[Text under study — start]

Skip to main content

Alice Miller's For Your Own Good: Hidden Cruelty in Child-Rearing and the Roots of Violence

 

Recently, I picked up one of my favorite books, Parenting for a Peaceful World by Robin Grille. This fascinating book explores how parenting practices have shaped societies and world events, including human rights abuses and ecological destruction. It’s a must read book for anyone interested in how child rearing creates the world in which we live.

As I was reading, I came across several passages detailing the work of Alice Miller. It made me realize just how often I see Miller referenced in contemporary books that deal with psychology, sociology, and the like.

For those of you who aren’t familiar with the name, Alice Miller is a Swiss psychologist whose insights on the consequences of child maltreatment—or as we would say today “adverse childhood experiences”—became highly influential after the publication of her book Prisoners of Childhood in 1979.

 Miller claimed that most cases of addiction, neuroses, chronic depression, and a slew of other disorders were caused by buried feelings and unresolved trauma and grief related to some form of child abuse.  

She wrote extensively on why she believed that these problems impacted not just the individual, but society as a whole. According to Miller, “Child abuse like beating and humiliating not only produces unhappy children, not only destructive teenagers and abusive parents, but thus also a confused, irrationally functioning society.” She concluded that all social and global problems, including worldwide violence and even warfare, were a direct manifestation of the early childhood maltreatment that led to this “confused, irrationally functioning society.”

In her book For Your Own Good: Hidden Cruelty in Child-Rearing and the Roots of Violence, Miller hammers home her provocative stance that the root causes of ALL violence are a consequence of childhood trauma.  Of course, this doesn’t mean that all children who are mistreated will unleash violence on society. Far from it! Nevertheless, according to Miller, we should all be wary of this powerful dynamic that unfolds again and again across the globe.

To make her case, Miller uses the example of Hitler’s childhood to show the genesis of his insatiable hatred, which, of course, resulted in the horrifying fate of the Jews in the Third Reich.

Specifically, Miller describes how the parenting manuals that were in vogue when Hitler and his Nazi collaborators were children belied extreme hostility to children. Parents were exhorted to “show no mercy” when it came to breaking the child’s will. Rather, parents were advised to withhold affection and enforce rigid obedience by whatever means necessary. Physical demonstrations of love were deplored, and using “the rod” was an absolute necessity in child rearing.

Surely not all German parents adhered to these austere standards, but plenty did, according to Miller.  She writes that these disciplinary techniques, which she calls “poisonous pedagogy,” enforced a continuum of violence that reverberated throughout Nazi Germany.  

Of course, the idea that war and genocide is a symptom of childhood trauma is not new or unique to Alice Miller. But because she speaks with such ferocity and clarity on the far reaching impact of psychological injury, I highly recommend For Your Own Good, which is utterly illuminating in its entirety. Her insights were ahead of her time, and this oldie-but-goodie remains an important reminder of how ACEs affect, sometimes dramatically, the world in which we all live.

[Text under study — finish]
[Entries provided — start]

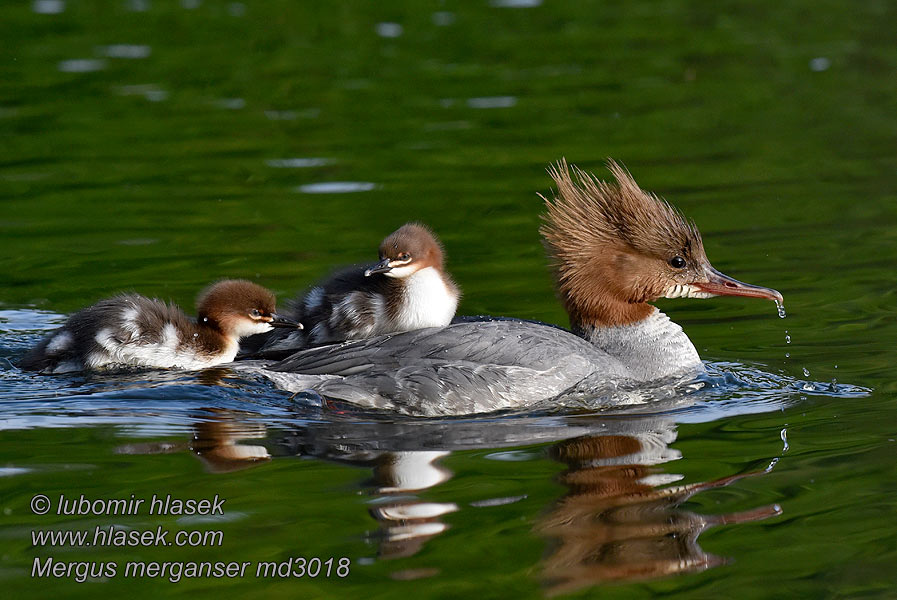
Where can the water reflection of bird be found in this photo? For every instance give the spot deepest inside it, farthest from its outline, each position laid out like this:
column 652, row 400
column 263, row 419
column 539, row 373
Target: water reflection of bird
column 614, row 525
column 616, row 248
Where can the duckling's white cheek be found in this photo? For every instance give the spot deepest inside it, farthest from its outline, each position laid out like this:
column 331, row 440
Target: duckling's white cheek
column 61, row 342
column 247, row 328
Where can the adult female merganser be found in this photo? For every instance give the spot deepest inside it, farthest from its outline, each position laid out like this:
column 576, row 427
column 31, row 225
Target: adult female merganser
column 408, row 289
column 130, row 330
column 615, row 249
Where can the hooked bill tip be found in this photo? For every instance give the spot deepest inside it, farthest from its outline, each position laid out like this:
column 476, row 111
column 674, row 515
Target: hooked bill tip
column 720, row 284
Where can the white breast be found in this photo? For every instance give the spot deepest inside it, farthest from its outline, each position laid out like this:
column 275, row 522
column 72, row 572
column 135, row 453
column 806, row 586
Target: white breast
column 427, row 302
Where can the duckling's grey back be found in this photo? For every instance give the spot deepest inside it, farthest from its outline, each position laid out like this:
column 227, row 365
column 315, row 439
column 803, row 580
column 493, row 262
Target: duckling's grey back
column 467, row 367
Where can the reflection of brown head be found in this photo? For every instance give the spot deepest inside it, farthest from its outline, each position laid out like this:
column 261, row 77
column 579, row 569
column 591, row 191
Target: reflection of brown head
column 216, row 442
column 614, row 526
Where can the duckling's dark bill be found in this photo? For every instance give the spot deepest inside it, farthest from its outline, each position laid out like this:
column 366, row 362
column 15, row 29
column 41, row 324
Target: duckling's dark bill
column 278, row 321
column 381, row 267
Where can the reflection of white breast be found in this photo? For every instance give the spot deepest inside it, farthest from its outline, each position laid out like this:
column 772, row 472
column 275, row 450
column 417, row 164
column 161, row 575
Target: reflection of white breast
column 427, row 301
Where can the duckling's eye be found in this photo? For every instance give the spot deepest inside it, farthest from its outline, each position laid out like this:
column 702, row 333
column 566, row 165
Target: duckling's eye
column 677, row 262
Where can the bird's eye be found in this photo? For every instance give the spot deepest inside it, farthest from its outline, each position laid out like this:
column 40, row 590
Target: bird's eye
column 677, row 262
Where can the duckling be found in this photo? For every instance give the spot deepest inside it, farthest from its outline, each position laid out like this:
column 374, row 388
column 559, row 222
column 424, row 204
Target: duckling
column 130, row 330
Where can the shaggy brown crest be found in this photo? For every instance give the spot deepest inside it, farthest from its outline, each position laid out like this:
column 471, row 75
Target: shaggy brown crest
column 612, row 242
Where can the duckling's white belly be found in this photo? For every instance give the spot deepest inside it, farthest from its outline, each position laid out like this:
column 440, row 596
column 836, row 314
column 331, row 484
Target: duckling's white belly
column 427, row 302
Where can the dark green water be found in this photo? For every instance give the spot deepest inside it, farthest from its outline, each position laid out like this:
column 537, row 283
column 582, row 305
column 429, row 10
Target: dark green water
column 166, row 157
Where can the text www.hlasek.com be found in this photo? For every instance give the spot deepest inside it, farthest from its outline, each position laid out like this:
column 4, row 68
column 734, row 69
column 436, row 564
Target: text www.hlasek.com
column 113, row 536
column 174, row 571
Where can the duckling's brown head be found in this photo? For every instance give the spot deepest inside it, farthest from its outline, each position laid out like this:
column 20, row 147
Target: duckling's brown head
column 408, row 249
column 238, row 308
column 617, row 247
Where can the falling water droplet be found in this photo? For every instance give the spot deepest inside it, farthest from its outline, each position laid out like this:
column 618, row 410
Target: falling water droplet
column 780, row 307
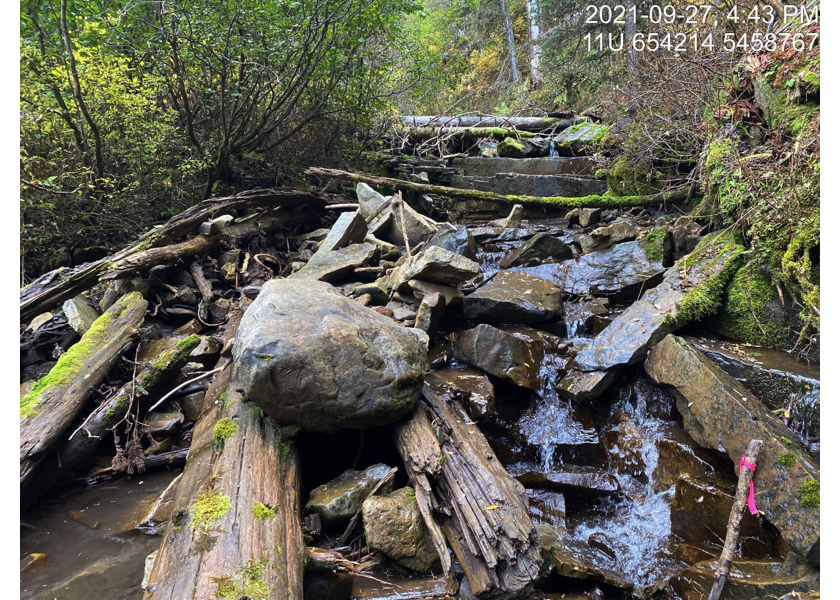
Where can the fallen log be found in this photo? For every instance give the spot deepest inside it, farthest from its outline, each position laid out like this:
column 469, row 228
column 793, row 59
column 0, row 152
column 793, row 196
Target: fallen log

[Entries provided — finish]

- **Exercise requirements**
Write the next part of the post on Alice Miller's For Your Own Good, picking up after its final sentence. The data has no connection to the post on Alice Miller's For Your Own Good.

- **Answer section**
 

 

Add Comment

Comments (15)

Newest · Oldest · Popular

Thank you for sharing, Jill.  The books that you mention of Alice Miller I read and re-read over the years and would strongly agree with what you say about her brilliant writing. I am going to pull out my dog-eared copy of For Your Own Good  and look through it with an ACEs lens.  And  I want to take a look at the book you recommend Parenting for a Peaceful World - thanks for the recommendation!

Thanks for your comment, Robert. It prompted me to go back and take a look at the Children's Rights Convention and I came across this great quote from Kofi Annan when he headed up the UN:

"Much of the next millennium can be seen in how we care for our children today. Today's world may be influenced by science and technology, but more than anything, it is already taking shape in  the bodies and minds of our children."

Our failure to ratify this treaty is baffling to say the least...

I highly recommend PARENTING FOR A PEACEFUL WORLD Gail! The author is based in Australia, which is perhaps why this gem of a book is not more widely known. Lots of meaty nuggets in this book, especially if you "read it through the lens of ACEs." Thanks Gail!

Thank you, Jill. As you probably know, but just for everyone: Dr. Felitti quotes Alice Miller on how the body remembers childhood trauma and it must come out somehow in later life, in almost every speech he makes.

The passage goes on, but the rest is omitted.